READING PASSAGE:
* START *
We have already seen what even a whiff of the Fed’s eventually returning to its more normalized lending rates in the roughly 5% range can do to a heated stock market in the form of a 1.700-point sell-off in two days as of this writing. Furthermore, as the government will need to borrow more to make up a shortfall in cut tax revenues, investors will demand higher yields, and this may also initiate a flight to the security of well-paying, and U.S.-backed, debt, away from riskier stocks that have already returned 40% since Trump’s surprise election. The ten-year treasury, in fact, has hit a four-year high. We shall see.

The U.S. economy is resilient. It can endure the stifling effects of neo-Keynesian folly and tap into the animal spirits (ironically a term coined by Keynes himself) to propel the engine of growth forward. It is not that Obama deserves no credit for where we are. Indeed, many of the charts went from the lower left to upper right under his watch. But one can certainly argue that his stubborn adherence to failed left-wing statist dogma acted as a sea anchor on what should have been a far more robust recovery given the steep recession he inherited. When investors woke up on November 9, 2016, they saw before them a more business-friendly government. One they did not expect. The proof is in what those charts look like since that day. Trump’s policies since have merely removed the sea anchors, allowing the USA to reach its previously untapped potential.
* END *
EXTRACTED ENTRIES:
* START *
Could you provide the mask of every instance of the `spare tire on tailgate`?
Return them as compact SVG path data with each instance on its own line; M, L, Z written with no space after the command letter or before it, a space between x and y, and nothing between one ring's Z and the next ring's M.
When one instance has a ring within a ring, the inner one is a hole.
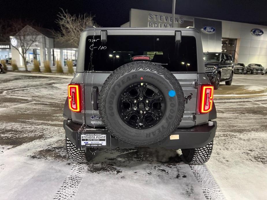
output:
M181 85L162 66L137 61L116 69L107 79L98 99L99 113L114 137L146 145L169 135L184 110Z

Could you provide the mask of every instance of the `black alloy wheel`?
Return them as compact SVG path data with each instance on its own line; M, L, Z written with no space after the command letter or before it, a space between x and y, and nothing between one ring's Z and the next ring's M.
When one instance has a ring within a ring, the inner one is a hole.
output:
M127 87L121 94L118 110L122 120L139 129L157 124L164 114L165 100L161 92L150 83L139 82Z
M225 81L225 85L231 85L231 84L232 84L232 81L233 81L233 73L232 73L231 74L231 75L230 76L230 78L229 80L227 81Z

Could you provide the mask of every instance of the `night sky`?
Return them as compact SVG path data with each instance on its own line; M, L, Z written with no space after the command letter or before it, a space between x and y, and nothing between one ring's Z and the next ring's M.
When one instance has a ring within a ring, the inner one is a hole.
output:
M0 0L0 17L27 18L57 29L61 7L71 14L91 13L103 27L120 27L129 21L131 8L171 13L172 0L13 1ZM267 1L177 0L175 13L267 25Z

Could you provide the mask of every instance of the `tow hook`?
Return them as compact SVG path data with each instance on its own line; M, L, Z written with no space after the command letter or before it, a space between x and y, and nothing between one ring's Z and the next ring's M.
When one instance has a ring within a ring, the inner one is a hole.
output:
M190 100L192 98L192 95L193 95L193 94L192 93L190 93L190 95L189 95L187 97L184 97L184 101L185 101L185 103L187 103L187 101L188 100L190 101Z
M98 149L97 148L90 148L89 149L89 151L91 153L92 153L92 154L93 155L94 155L96 152L98 150Z

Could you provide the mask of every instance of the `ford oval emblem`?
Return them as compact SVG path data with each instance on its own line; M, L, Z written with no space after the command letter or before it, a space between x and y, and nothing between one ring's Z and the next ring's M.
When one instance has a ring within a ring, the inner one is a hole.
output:
M91 119L97 120L99 119L102 119L102 118L99 115L92 115L91 116Z
M255 36L260 36L263 34L263 31L259 29L254 29L251 30L251 33Z
M214 27L208 26L203 27L202 30L206 33L215 33L216 30Z

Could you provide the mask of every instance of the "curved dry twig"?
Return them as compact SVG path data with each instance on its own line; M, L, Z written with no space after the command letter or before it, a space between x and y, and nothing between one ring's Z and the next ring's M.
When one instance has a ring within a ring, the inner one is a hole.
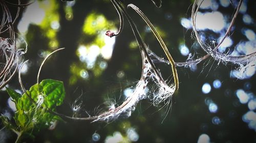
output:
M178 79L179 78L178 77L178 73L176 68L175 62L174 62L170 53L169 52L168 48L167 48L167 46L165 45L165 44L163 42L163 40L162 39L162 38L161 38L161 36L159 35L159 34L158 34L158 33L157 32L157 31L156 31L156 28L153 26L151 22L150 21L150 20L137 7L136 7L133 4L129 4L128 5L127 7L132 8L142 18L144 21L147 23L147 25L150 27L151 31L153 32L155 36L156 37L157 40L161 45L161 47L164 50L164 53L168 59L169 63L170 63L170 65L172 66L172 70L173 73L174 74L175 91L177 91L179 89L179 79ZM151 52L151 51L150 53L153 53L153 52Z
M116 33L115 33L114 32L111 32L110 31L107 31L106 32L106 33L105 34L111 38L114 36L118 36L122 32L122 31L123 30L123 14L122 13L120 9L117 7L117 6L116 6L116 5L114 4L114 2L113 2L113 1L114 0L111 0L111 3L113 4L114 7L116 9L116 10L117 12L117 13L118 14L118 16L119 16L120 25L119 25L119 29L118 30L118 31Z
M196 39L198 43L202 47L202 48L207 53L207 54L197 60L190 60L189 61L184 63L176 63L176 65L177 66L188 66L191 65L196 65L200 63L201 62L203 61L203 60L206 59L210 56L211 56L214 59L218 61L221 61L226 63L229 62L235 64L248 63L248 62L250 62L251 61L253 61L253 60L255 60L254 57L256 55L256 52L254 52L252 53L244 55L233 56L230 54L227 55L222 53L220 53L217 51L217 49L220 46L221 44L224 41L225 38L226 38L226 37L228 35L234 23L236 18L237 18L237 16L239 13L243 1L240 0L239 1L239 3L238 5L236 12L234 14L234 15L229 24L229 26L227 28L224 36L221 39L220 42L219 42L218 44L216 46L215 46L214 48L211 48L210 47L208 46L207 45L206 45L206 44L205 44L205 43L204 43L202 40L201 40L199 34L198 34L198 31L196 29L196 19L197 18L197 14L199 11L199 9L201 5L202 4L202 2L201 3L201 4L199 5L199 6L197 7L197 8L196 8L196 5L198 3L198 0L195 1L193 4L193 6L192 7L192 13L191 13L191 17L193 18L192 25L193 28L193 32L195 33L195 35L196 36Z

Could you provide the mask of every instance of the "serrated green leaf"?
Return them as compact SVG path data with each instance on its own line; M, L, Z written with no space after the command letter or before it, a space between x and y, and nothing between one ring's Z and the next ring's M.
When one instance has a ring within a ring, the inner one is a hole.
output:
M50 108L61 105L65 97L63 82L53 79L43 80L40 83L43 93L47 96L47 105Z
M17 103L19 98L22 97L22 96L13 89L6 88L6 90L9 95L13 100L13 101L14 101L15 103Z

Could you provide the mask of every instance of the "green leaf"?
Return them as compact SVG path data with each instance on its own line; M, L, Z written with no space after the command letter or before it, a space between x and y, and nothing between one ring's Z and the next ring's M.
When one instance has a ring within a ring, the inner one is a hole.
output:
M18 102L18 100L19 98L20 98L22 96L15 92L14 90L9 89L8 88L6 88L6 90L7 91L7 93L8 93L9 95L12 98L13 100L13 101L15 103L17 103Z
M43 80L40 84L43 93L47 96L46 101L48 107L52 108L62 103L66 94L63 82L49 79Z

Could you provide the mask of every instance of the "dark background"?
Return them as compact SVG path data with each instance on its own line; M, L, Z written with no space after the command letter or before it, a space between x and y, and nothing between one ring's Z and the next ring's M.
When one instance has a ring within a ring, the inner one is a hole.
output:
M124 100L123 97L118 100L120 93L127 88L134 87L140 78L141 70L140 52L138 48L131 48L130 46L131 42L134 42L135 39L127 21L125 19L123 31L120 36L116 38L112 57L106 61L107 68L97 76L94 73L97 68L88 70L90 75L88 79L84 80L77 77L76 82L70 83L70 78L74 76L71 72L73 63L76 63L77 67L86 69L86 64L79 61L77 54L79 43L92 42L95 38L94 36L87 35L82 32L87 16L92 11L96 12L103 14L108 20L113 21L116 27L119 26L119 17L109 1L76 1L72 8L73 18L71 20L68 20L66 18L66 3L56 1L58 8L55 12L59 14L60 28L56 32L55 38L58 42L58 47L66 49L54 54L47 62L43 67L40 78L52 78L63 81L66 97L64 103L58 108L59 113L72 116L70 105L80 95L82 95L82 98L84 99L83 110L79 112L82 116L86 116L86 110L93 115L95 113L95 108L99 105L100 105L100 108L104 108L102 103L107 101L106 99L109 97L115 98L120 104ZM125 6L133 3L138 7L153 24L164 33L163 40L175 61L186 60L187 57L180 54L178 47L182 42L190 49L196 41L191 38L191 30L187 30L181 25L180 18L189 17L191 1L163 1L162 6L160 9L157 8L150 0L127 0L124 3ZM255 19L255 2L248 1L247 4L247 13ZM10 6L10 9L13 13L16 12L15 7ZM22 17L25 9L22 9L15 26ZM231 6L227 8L220 6L218 10L231 16L234 9ZM131 9L127 11L136 23L146 44L159 56L164 57L153 34L145 30L146 26L144 21L134 11ZM244 25L242 16L241 14L239 14L235 23L236 30L232 37L234 43L246 38L240 32L242 27L248 26L255 30L255 23ZM18 33L17 30L16 32ZM211 32L207 32L210 34ZM23 36L28 44L28 52L24 55L24 59L30 61L27 72L22 75L24 84L27 89L36 82L38 69L44 59L38 53L42 50L53 50L49 47L50 40L40 26L31 24L27 34ZM191 50L190 51L196 54L196 58L205 54L202 50ZM98 57L97 61L102 59ZM96 62L96 63L98 63ZM126 131L131 127L135 129L139 136L138 142L197 142L199 136L203 133L207 134L212 142L256 142L254 130L249 129L247 123L242 120L242 116L249 110L247 104L240 103L235 94L236 91L239 89L255 93L255 76L244 80L231 78L230 71L234 69L235 66L229 64L217 64L218 62L208 59L198 64L195 72L191 71L189 68L177 68L180 89L178 94L173 97L172 110L165 119L166 108L158 110L160 107L151 106L149 100L144 100L139 102L136 110L129 118L118 119L109 123L74 121L59 122L55 129L42 129L35 134L34 140L24 141L27 142L93 142L92 135L96 132L100 135L98 141L101 142L104 142L107 136L113 135L115 131L119 131L123 136L126 136ZM159 66L162 68L164 77L170 76L168 66L164 64ZM120 71L125 73L122 78L117 76ZM219 89L212 87L212 82L216 79L222 82L222 87ZM9 83L9 87L20 89L17 81L16 76ZM211 85L211 91L207 94L202 92L202 86L205 82ZM251 88L245 88L245 83L250 83ZM2 112L8 110L11 112L7 104L9 97L6 92L1 91L0 94ZM205 103L207 98L218 105L218 110L216 113L209 111L208 106ZM219 125L213 124L212 119L215 117L221 119L221 123ZM5 131L2 135L6 136L6 141L8 142L14 142L16 139L15 134L10 131Z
* END *
TASK REQUIREMENTS:
1 - Name every person mentioned in the commentary on the U.S. economy.
2 - Answer these questions from the commentary on the U.S. economy:
(a) What high has the ten-year treasury hit?
(b) Who coined the term "animal spirits"?
(c) On what date did investors wake up to see a more business-friendly government?

SOLUTIONS IN ORDER:
1 -
Trump
Keynes
Obama

2 -
(a) A four-year high.
(b) Keynes.
(c) November 9, 2016.